→ **Document extract**:
- Opening Delimiter -

Hydraulic erosion response of pika mound slopes to vegetation restoration in the source region of the Yellow River

This study employed artificial simulated rainfall erosion experiments to investigate the response mechanisms of plateau pika mound patches to soil erosion and nutrient loss in the alpine meadow region of Henan County, Qinghai Province, China. The objectives were to elucidate the hydraulic erosion characteristics of pika mound patches, the patterns of soil nutrient loss during different vegetation recovery stages, and the influence of vegetation recovery on slope hydraulic erosion. The results showed that: (1) With increasing slope gradient, both the physical-mechanical properties and biological characteristics of soil in pika mound patches declined under the same recovery period. However, under identical slope gradients with varying recovery periods, soil loss volume initially increased and then decreased with rainfall duration, with the 15–20 min interval identified as the sensitive period for soil loss; soil sediment yield exhibited a sharp initial increase followed by a gradual decline, peaking between 20 and 25 min. (2) Nutrient loss rates followed the order: organic matter > available potassium > total potassium > alkali-hydrolyzable nitrogen > available phosphorus > total nitrogen > total phosphorus. Soil nutrient loss was most pronounced during the 2–3 year recovery period. Average flow velocity, Reynolds number, and Manning's roughness coefficient were identified as the primary controlling factors influencing soil nutrient loss. (3) Correlation analysis revealed a significant negative relationship (P < 0.05) between the biotic characteristics of rodent mound patches and soil loss rates. Runoff width, average flow velocity, Reynolds number, and Manning's roughness coefficient were all significant factors influencing soil nutrient loss (P < 0.05). (4) Structural equation modeling indicated that vegetation and soil properties significantly altered slope hydrodynamics, with vegetation characteristics in pika mound patches exerting indirect effects by influencing soil physical and mechanical properties. The study demonstrates that during vegetation recovery, pika mound patches in alpine regions enhance erosion suppression over time through improved soil and biological properties, thereby effectively reducing soil erosion risk.

- Closing Delimiter -

→ **The data**:
- Opening Delimiter -

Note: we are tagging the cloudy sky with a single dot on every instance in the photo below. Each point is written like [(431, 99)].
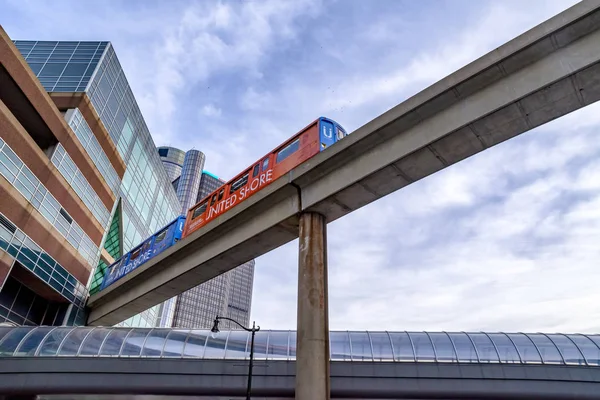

- Closing Delimiter -

→ **Prompt 1**: List the soil nutrients that the pika mound erosion study ranks by loss rate, in the order the study gives them.
→ **Prompt 2**: Summarize the pika mound erosion study in two sentences.

→ **Your response 1**:
Organic matter
Available potassium
Total potassium
Alkali-hydrolyzable nitrogen
Available phosphorus
Total nitrogen
Total phosphorus

→ **Your response 2**: Using simulated rainfall experiments in the alpine meadow region of Henan County, Qinghai Province, the study examined how plateau pika mound patches at different vegetation recovery stages respond to soil erosion and nutrient loss. It found that organic matter had the highest nutrient loss rate and that nutrient loss was greatest in the 2–3 year recovery period, and it concludes that these patches suppress erosion more over time as soil and biological properties improve during recovery.